§ Text block
◆ ◆ ◆ ◆ ◆

- Original Swedish poster
- Directed by: Roy Andersson
- Written by: Roy Andersson
- Produced by: Lisa Alwert Roy Andersson Philippe Bober Sanne Glæsel Johan Mardell
- Starring: Lars Nordh Stefan Larsson Bengt C.W. Carlsson Torbjörn Fahlström Sten Andersson
- Cinematography: István Borbás Jesper Klevenas Robert Komarek
- Edited by: Roy Andersson
- Music by: Benny Andersson
- Release dates: May 2000 (Cannes); October 6, 2000 (Sweden);
- Running time: 98 minutes
- Countries: Sweden Norway Denmark
- Language: Swedish
- Budget: $5.5 million

= Songs from the Second Floor =

2000 Swedish film by Roy Andersson

Songs from the Second Floor (Sånger från andra våningen) is a Swedish black comedy-drama film which was released to cinemas in Sweden on 6 October 2000, written and directed by Roy Andersson. It presents a series of disconnected vignettes that together interrogate aspects of modern life. It uses quotations from the work of Peruvian poet César Vallejo as a recurring motif. The film was selected as the Swedish entry for the Best Foreign Language Oscar at the 73rd Academy Awards, but it did not make the final shortlist.

◆ ◆ ◆ ◆ ◆

§ Given request 1
According to the film article, who wrote the music for Songs from the Second Floor?

§ Task input
◆ ◆ ◆ ◆ ◆

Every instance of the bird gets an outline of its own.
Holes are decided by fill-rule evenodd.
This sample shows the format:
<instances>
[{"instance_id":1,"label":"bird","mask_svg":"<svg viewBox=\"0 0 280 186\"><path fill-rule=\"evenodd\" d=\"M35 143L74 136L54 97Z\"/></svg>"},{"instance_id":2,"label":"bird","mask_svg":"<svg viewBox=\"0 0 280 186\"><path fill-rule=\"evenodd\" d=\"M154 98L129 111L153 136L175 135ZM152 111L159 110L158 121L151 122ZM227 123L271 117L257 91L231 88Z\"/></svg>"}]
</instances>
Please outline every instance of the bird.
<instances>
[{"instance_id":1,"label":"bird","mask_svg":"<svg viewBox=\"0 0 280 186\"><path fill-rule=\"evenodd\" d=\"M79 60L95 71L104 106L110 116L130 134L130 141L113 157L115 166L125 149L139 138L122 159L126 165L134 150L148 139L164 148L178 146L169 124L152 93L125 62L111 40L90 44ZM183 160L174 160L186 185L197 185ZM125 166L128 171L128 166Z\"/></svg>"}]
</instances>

◆ ◆ ◆ ◆ ◆

§ Given request 2
Write out the whole listing above, line for line, with nothing changed.

§ Written answer 1
Benny Andersson

§ Written answer 2
Every instance of the bird gets an outline of its own.
Holes are decided by fill-rule evenodd.
This sample shows the format:
<instances>
[{"instance_id":1,"label":"bird","mask_svg":"<svg viewBox=\"0 0 280 186\"><path fill-rule=\"evenodd\" d=\"M35 143L74 136L54 97Z\"/></svg>"},{"instance_id":2,"label":"bird","mask_svg":"<svg viewBox=\"0 0 280 186\"><path fill-rule=\"evenodd\" d=\"M154 98L129 111L153 136L175 135ZM152 111L159 110L158 121L151 122ZM227 123L271 117L257 91L231 88Z\"/></svg>"}]
</instances>
Please outline every instance of the bird.
<instances>
[{"instance_id":1,"label":"bird","mask_svg":"<svg viewBox=\"0 0 280 186\"><path fill-rule=\"evenodd\" d=\"M79 60L95 71L104 106L110 116L130 134L130 141L113 157L115 166L125 149L139 138L122 159L126 165L134 150L148 139L164 148L178 146L169 124L152 93L125 62L111 40L90 44ZM183 160L174 160L186 185L197 185ZM125 166L128 171L128 166Z\"/></svg>"}]
</instances>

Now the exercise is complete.